#### Task item
Look through the lines below, find those with the word "stall", and copy them.

#### Data to use
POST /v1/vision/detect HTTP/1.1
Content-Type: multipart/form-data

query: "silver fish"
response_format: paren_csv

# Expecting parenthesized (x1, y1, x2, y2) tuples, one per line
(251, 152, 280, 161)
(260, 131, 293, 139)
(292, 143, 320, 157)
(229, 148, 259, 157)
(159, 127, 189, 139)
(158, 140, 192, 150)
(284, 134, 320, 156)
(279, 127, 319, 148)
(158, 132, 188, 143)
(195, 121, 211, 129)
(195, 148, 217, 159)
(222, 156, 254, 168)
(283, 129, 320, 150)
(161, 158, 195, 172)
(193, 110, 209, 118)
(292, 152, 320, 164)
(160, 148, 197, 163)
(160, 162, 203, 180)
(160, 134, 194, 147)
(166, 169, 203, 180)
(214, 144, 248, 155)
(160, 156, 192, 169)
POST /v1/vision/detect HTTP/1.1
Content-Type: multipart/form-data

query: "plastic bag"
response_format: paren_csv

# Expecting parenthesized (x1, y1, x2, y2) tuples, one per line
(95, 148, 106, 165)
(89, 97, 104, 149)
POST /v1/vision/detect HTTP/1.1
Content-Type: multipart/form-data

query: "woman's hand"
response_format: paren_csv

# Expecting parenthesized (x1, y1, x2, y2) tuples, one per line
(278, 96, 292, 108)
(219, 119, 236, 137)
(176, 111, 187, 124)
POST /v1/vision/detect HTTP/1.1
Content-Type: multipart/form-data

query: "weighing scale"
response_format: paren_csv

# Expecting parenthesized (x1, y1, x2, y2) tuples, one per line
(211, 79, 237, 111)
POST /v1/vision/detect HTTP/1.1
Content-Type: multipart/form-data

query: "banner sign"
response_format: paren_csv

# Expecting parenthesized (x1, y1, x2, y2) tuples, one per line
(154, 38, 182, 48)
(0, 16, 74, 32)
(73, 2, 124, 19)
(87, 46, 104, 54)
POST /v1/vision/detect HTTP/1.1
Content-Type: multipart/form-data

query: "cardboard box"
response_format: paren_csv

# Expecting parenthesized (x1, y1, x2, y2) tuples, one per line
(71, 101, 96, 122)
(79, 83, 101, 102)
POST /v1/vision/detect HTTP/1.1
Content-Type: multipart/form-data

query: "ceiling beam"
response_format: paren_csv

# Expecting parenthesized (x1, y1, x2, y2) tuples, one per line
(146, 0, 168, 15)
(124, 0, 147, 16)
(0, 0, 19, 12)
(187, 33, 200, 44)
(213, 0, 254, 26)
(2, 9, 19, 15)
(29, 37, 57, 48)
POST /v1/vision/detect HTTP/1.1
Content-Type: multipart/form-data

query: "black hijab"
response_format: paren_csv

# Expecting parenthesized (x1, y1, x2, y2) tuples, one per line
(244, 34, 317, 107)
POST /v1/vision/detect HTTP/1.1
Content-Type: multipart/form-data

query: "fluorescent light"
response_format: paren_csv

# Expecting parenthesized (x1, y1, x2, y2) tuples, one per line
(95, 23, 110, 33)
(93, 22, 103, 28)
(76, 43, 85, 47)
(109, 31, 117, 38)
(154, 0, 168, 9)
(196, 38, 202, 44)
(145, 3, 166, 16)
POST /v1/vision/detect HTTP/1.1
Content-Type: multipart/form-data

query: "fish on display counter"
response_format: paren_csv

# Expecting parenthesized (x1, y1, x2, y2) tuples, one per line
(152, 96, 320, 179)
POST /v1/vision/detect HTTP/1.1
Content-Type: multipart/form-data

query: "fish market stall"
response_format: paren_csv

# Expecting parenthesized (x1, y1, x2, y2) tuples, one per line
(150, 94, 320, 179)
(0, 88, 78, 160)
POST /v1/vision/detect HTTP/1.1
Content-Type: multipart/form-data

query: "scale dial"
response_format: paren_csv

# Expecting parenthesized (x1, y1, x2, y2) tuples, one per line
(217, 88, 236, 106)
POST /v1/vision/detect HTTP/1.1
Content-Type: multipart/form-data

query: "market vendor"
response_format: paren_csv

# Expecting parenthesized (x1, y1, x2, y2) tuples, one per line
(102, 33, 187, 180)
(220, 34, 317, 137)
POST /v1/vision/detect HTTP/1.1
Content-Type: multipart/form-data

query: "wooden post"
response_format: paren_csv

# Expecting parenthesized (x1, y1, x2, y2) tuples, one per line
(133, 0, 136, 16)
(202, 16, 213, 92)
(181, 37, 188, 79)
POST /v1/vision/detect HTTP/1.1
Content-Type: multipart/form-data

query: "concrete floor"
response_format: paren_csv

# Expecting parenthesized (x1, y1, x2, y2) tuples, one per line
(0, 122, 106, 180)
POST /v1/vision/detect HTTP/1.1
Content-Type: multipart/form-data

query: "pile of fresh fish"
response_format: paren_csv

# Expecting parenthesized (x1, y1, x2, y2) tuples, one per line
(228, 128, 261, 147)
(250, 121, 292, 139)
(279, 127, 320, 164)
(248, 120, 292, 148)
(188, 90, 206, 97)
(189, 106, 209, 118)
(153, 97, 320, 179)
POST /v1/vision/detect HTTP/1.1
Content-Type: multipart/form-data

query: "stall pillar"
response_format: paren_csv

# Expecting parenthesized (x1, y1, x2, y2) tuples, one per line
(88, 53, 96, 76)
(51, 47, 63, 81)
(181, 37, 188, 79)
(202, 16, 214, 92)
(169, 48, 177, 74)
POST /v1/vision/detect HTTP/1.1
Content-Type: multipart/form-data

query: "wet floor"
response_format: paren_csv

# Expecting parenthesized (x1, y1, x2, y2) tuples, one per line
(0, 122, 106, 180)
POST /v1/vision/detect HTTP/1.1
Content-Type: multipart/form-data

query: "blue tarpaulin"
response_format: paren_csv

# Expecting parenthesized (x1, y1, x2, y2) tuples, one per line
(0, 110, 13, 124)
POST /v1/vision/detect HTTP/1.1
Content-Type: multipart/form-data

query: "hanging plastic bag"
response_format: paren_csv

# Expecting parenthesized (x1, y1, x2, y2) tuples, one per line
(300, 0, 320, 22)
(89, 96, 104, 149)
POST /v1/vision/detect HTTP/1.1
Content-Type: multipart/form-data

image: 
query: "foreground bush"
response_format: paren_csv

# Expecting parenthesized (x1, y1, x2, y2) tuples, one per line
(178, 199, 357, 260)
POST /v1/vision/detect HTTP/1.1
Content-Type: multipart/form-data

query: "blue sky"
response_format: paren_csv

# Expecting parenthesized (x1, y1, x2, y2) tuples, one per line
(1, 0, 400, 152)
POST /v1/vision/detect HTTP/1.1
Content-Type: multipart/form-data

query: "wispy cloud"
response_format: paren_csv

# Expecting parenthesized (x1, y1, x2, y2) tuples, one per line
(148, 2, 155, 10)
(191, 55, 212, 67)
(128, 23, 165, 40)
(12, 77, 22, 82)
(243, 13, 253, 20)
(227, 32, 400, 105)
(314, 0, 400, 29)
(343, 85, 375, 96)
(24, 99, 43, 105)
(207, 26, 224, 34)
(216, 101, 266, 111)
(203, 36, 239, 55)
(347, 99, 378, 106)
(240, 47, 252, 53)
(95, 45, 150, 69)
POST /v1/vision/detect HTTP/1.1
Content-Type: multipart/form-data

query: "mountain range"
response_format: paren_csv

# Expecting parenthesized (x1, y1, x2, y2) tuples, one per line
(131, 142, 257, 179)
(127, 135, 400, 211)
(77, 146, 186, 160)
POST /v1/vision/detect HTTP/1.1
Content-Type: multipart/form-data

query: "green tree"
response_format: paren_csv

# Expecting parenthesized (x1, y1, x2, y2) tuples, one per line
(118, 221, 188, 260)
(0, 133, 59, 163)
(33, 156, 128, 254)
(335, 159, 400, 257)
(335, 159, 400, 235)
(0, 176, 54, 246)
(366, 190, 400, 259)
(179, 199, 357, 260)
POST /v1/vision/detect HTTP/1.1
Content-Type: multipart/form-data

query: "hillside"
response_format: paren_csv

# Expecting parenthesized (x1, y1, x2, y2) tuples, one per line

#### Response
query: "fish market stall"
query: "stall pillar"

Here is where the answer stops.